> [The request]
Quote precisely the final stretch of the listing: start at the line containing "Please put a point on the soap" and stop after the last line.
....................
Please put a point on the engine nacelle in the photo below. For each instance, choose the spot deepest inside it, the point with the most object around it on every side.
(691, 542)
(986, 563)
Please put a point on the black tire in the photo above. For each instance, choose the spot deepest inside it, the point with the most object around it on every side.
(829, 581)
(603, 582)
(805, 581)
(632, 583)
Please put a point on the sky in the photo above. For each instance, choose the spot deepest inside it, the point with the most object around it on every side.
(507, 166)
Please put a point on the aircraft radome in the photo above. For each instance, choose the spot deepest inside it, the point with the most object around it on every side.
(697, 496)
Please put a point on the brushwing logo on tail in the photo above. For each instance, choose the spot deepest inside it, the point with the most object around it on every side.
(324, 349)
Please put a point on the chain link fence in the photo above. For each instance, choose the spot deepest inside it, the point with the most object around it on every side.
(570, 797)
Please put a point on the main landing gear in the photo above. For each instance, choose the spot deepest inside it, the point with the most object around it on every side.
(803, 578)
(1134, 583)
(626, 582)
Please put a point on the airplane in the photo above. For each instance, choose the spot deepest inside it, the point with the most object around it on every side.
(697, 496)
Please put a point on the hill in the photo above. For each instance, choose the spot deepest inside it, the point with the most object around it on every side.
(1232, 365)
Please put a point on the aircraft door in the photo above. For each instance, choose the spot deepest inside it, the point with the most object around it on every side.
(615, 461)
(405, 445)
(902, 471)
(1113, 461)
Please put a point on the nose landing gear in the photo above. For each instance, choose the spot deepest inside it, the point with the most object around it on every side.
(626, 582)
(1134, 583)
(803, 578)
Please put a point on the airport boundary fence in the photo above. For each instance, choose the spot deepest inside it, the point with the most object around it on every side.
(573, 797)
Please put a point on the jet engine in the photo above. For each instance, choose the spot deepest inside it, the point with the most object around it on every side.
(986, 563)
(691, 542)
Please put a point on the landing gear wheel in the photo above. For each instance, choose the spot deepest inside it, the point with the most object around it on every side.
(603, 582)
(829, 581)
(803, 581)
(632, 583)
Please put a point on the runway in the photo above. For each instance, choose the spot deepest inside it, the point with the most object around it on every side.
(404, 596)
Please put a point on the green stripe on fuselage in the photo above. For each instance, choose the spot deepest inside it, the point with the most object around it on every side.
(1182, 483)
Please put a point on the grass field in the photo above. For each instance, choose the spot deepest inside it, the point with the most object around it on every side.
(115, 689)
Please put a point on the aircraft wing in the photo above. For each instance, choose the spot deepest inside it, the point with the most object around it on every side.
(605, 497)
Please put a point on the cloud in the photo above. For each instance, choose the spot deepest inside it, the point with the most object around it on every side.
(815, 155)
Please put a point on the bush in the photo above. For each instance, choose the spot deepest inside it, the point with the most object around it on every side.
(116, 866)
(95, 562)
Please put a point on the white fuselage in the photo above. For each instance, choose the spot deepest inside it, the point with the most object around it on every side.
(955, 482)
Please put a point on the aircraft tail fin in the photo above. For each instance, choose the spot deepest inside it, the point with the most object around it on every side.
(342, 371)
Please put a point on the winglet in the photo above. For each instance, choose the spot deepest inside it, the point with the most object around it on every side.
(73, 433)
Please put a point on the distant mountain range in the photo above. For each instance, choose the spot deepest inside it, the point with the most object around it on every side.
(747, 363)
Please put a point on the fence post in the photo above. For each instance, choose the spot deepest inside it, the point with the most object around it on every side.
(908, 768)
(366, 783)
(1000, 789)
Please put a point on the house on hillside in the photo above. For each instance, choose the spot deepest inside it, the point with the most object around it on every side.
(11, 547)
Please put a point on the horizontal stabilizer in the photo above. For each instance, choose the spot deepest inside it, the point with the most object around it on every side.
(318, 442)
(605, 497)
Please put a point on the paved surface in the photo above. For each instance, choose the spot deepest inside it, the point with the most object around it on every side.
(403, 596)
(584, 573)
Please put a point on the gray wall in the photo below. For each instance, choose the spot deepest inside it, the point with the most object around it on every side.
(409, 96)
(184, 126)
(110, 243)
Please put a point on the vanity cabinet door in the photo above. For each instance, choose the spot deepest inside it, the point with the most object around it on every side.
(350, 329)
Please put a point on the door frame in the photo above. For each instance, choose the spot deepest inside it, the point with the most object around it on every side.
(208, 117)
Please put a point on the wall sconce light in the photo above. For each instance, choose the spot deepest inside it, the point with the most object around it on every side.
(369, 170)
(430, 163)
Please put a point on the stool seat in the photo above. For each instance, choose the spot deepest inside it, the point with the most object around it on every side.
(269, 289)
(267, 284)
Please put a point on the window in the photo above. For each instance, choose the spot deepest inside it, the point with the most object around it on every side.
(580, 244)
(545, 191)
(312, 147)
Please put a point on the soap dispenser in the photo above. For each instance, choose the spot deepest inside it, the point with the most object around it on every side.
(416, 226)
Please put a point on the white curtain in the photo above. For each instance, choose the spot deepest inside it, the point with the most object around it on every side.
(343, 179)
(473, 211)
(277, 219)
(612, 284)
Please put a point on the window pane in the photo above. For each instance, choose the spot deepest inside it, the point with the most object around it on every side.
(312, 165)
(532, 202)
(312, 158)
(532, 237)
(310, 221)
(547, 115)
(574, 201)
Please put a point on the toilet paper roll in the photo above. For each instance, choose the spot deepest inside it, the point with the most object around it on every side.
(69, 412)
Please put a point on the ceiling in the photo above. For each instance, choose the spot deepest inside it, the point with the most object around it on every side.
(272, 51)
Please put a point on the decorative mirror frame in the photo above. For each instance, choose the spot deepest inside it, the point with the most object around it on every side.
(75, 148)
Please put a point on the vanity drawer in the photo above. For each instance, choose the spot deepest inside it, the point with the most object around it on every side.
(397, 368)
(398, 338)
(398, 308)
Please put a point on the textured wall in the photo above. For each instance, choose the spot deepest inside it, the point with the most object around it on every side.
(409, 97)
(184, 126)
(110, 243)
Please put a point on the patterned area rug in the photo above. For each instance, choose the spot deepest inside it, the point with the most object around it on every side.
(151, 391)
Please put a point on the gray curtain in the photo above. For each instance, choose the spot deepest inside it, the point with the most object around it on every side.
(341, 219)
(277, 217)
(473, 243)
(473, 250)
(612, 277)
....................
> [Task output]
Please put a point on the soap dispenser in the photo above. For each instance, choose the spot deepest inside it, the point with the most object around it on every side.
(416, 226)
Please put a point on the white curtain in the photo above. For each instance, choose the spot deepest inside it, the point with the most object around it on every side.
(343, 179)
(473, 211)
(277, 219)
(612, 284)
Please put a point on the window pane in the photo above. For each instance, choose the spot deepest inside it, the point with the most object around it on every side.
(312, 165)
(532, 202)
(312, 158)
(532, 237)
(310, 221)
(547, 115)
(574, 201)
Please put a point on the toilet paper roll in the photo above. For each instance, choose the spot deepest inside it, the point with the most object around it on every side.
(69, 412)
Please put a point on the ceiling in the photo above. For each instance, choose the spot deepest inside it, the point with the most object around it on every side.
(272, 51)
Please put a point on the decorative mirror frame in the photo above. For each instance, choose the spot deepest inside it, the point with the most object around it on every side.
(75, 148)
Please put a point on the vanity drawer in the photo above. For each instance, choose the spot deepest inside it, the point with the most object around it on every side.
(397, 368)
(398, 338)
(398, 308)
Please put a point on the textured wall in the photo above. For each instance, choose the spot deepest inside it, the point with the most object around it on every side.
(409, 97)
(184, 126)
(110, 243)
Please put a point on the patterned area rug in the photo above. For each instance, choose the spot deepest inside it, the point with the most object around it on every side.
(151, 391)
Please put a point on the gray curtain in the photo above. For each instance, choose the spot deepest inside it, the point with the most object around it on every side.
(341, 219)
(277, 217)
(473, 243)
(473, 250)
(612, 277)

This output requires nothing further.